Pontianak (Antara Kalbar) - Asosiasi Kratom Borneo mendesak pemerintah agar membuka keran atau jalan seluas-luasnya bagi tata niaga kratom, yakni daun dari jenis tumbuhan yang banyak dijumpai di pedalaman Kalimantan Barat, karena sangat diminati pasar dunia.
"Hingga saat ini, kami para eksportir tidak mampu memenuhi tingginya permintaan akan kratom tersebut, penyebanya karena hingga saat ini Balai Karantina Pertanian masih enggan menerbitkan Phytosanitary Certificate," kata Ketua Asosiasi Kratom Borneo, Suhairi di Pontianak, Jumat.
Ia menjelaskan, sertifikat itu adalah modal bagi para eksportir untuk mengirim kratom dalam jumlah besar ke negara-negara importir di belahan Eropa hingga Amerika Serikat.
"Kami belum paham kenapa sertifikat itu masih enggan diterbitkan," ungkapnya.
Menurut dia, Kementerian Kesehatan Republik Indonesia telah menerbitkan Permenkes No. 2/2017 tentang Perubahan Penggolongan Narkotika. Regulasi yang diterbitkan 5 Januari 2017 itu tidak menyebutkan kratom atau mitragyna speciosa sebagai komoditas terlarang.
"Tidak ada kratom di dalam tiga golongan narkotika di Indonesia. Itu artinya, komoditas ini sah beredar dan diperdagangkan," ujar Suhairi.

TUGAS:
Menurut berita tentang kratom di atas, sertifikat apa yang masih enggan diterbitkan oleh Balai Karantina Pertanian?

Data dari sebuah koleksi:
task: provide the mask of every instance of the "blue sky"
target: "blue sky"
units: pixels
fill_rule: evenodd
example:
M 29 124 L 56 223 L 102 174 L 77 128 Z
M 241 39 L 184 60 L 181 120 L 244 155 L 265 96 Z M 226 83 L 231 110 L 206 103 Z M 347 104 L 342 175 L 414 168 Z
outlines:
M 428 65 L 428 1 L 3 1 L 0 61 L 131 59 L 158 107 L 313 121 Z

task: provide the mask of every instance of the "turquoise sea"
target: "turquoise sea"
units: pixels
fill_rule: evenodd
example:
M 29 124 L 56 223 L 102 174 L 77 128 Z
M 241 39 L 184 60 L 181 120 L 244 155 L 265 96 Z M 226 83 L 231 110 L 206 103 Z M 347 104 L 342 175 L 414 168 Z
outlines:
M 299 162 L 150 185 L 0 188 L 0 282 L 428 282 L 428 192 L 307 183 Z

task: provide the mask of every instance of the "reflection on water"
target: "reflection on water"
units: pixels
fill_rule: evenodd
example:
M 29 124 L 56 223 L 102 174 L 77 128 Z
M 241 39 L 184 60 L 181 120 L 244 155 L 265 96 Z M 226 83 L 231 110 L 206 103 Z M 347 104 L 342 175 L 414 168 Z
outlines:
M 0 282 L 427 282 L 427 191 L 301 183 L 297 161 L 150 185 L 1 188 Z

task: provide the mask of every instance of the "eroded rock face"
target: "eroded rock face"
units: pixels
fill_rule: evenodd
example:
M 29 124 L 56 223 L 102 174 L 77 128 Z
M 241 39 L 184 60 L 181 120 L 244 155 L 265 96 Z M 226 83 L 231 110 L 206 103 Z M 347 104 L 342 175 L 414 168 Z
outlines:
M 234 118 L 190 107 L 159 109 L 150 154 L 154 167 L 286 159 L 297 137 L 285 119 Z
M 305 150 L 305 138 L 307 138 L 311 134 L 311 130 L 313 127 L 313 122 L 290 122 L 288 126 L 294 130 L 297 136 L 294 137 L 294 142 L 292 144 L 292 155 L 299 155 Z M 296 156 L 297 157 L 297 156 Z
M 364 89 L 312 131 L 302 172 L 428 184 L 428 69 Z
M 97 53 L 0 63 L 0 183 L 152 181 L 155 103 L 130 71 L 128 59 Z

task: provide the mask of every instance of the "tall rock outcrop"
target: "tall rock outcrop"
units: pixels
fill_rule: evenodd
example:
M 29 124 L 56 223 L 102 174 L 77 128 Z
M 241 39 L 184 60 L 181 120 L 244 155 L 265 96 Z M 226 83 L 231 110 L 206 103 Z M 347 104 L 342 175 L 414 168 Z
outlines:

JAWABAN:
Phytosanitary Certificate.